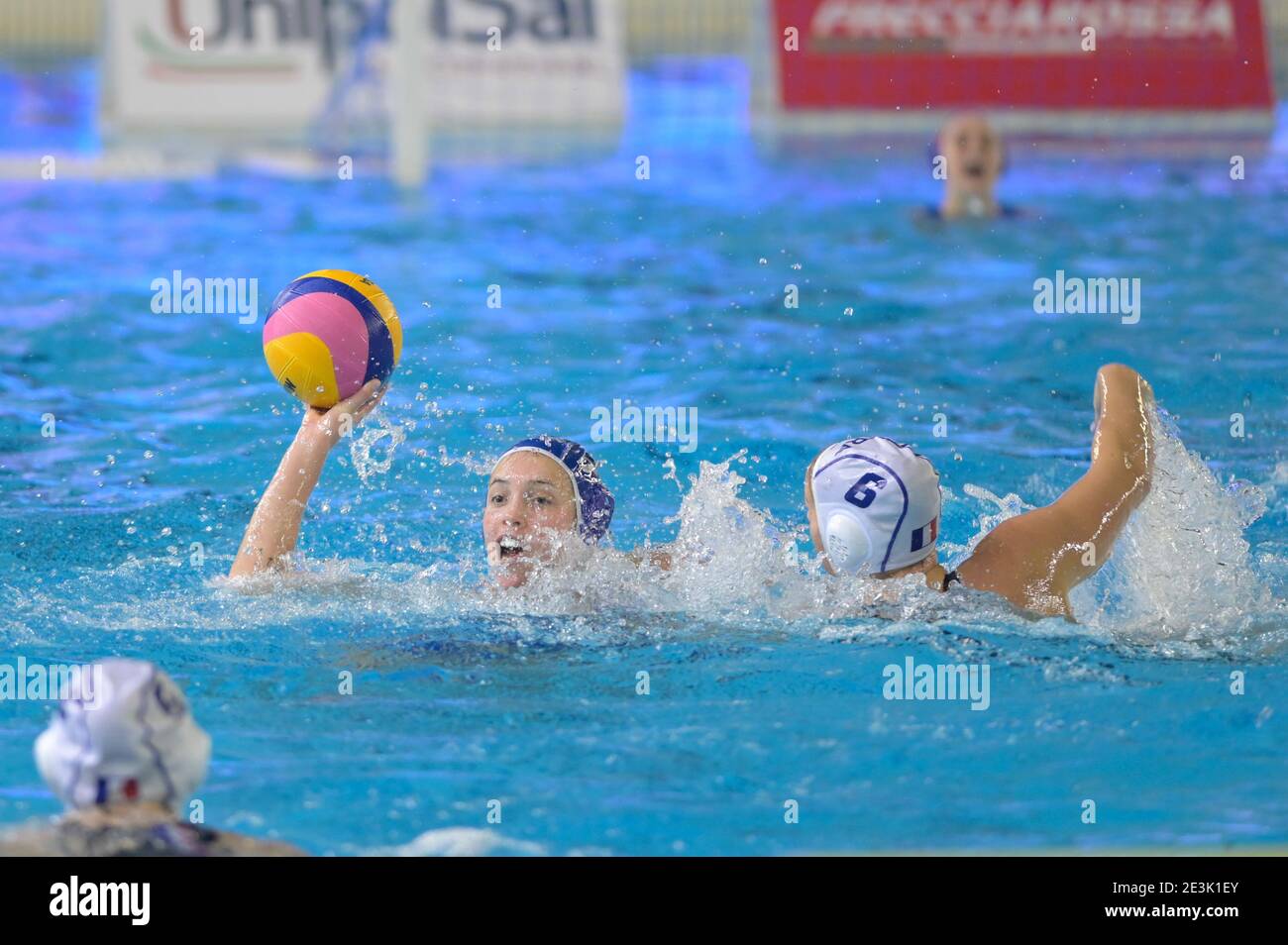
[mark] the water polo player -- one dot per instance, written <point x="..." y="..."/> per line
<point x="124" y="760"/>
<point x="541" y="490"/>
<point x="975" y="158"/>
<point x="874" y="509"/>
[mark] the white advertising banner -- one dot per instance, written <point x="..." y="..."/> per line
<point x="279" y="64"/>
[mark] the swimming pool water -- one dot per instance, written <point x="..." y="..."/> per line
<point x="764" y="682"/>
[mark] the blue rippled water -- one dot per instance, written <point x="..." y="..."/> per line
<point x="764" y="687"/>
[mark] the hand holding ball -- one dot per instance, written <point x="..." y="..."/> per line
<point x="330" y="332"/>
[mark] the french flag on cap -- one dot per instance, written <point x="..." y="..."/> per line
<point x="923" y="536"/>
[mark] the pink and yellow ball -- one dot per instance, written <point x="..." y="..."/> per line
<point x="329" y="332"/>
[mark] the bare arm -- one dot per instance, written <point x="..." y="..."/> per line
<point x="274" y="528"/>
<point x="1035" y="559"/>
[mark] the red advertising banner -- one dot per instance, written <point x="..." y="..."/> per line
<point x="1111" y="55"/>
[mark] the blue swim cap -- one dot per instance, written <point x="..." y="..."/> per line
<point x="593" y="501"/>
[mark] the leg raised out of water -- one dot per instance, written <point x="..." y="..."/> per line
<point x="1035" y="559"/>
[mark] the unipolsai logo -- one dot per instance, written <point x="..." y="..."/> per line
<point x="259" y="30"/>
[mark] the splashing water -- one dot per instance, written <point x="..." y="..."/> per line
<point x="376" y="429"/>
<point x="1181" y="571"/>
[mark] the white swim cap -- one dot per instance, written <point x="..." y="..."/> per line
<point x="876" y="503"/>
<point x="134" y="739"/>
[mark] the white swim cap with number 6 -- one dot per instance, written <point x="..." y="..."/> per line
<point x="876" y="503"/>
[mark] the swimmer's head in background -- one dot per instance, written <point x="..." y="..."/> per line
<point x="975" y="158"/>
<point x="875" y="505"/>
<point x="132" y="739"/>
<point x="593" y="501"/>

Work instructions = The task requires the full listing to be given again verbatim, without its pictures.

Solution to the exercise =
[mark] the water polo player -- one dot per instance, written <point x="..." y="..."/> per line
<point x="124" y="760"/>
<point x="541" y="490"/>
<point x="975" y="158"/>
<point x="874" y="509"/>
[mark] the white advertising banner -- one dot per instance, written <point x="..." y="..."/> per line
<point x="279" y="64"/>
[mark] the swimming pool water -- one dot per instance, written <point x="..." y="..."/> per line
<point x="764" y="682"/>
[mark] the blue rippled water -- one dot per instance, written <point x="..." y="..."/> per line
<point x="764" y="687"/>
[mark] the hand holding ball -- one dot per instance, written <point x="..." y="..."/> per line
<point x="330" y="332"/>
[mark] the french flag on cap -- one dot per instance, written <point x="..." y="..."/> per line
<point x="923" y="536"/>
[mark] the pink and yellow ball -- one dot per instance, written <point x="..." y="..."/> per line
<point x="329" y="332"/>
[mark] the bare arm -- one dot per instance, written <point x="..." y="..."/> per line
<point x="274" y="528"/>
<point x="1035" y="559"/>
[mark] the red advertising banner -- one dot per instance, written <point x="..." y="..."/> per line
<point x="1111" y="55"/>
[mark] the blue swim cap -- one dot per instance, written <point x="..." y="..."/> per line
<point x="593" y="501"/>
[mark] the leg raised out of water -- one dot per instance, written <point x="..." y="..."/> per line
<point x="1035" y="559"/>
[mark] the unipolsai logo -- one dot per instance, written <point x="..." y="..."/> per line
<point x="259" y="30"/>
[mark] the splashing water -- one dot per instance, written <point x="..." y="..."/> per line
<point x="376" y="429"/>
<point x="1181" y="571"/>
[mark] the white swim cap -- one dot per instance, written <point x="..." y="..."/> per line
<point x="876" y="503"/>
<point x="134" y="739"/>
[mark] the white swim cap with number 6 -- one dot per instance, written <point x="..." y="..."/> per line
<point x="876" y="503"/>
[mark] the swimmer's head in background -- one dot per instance, written <point x="..." y="..."/> per line
<point x="975" y="158"/>
<point x="875" y="505"/>
<point x="132" y="739"/>
<point x="593" y="501"/>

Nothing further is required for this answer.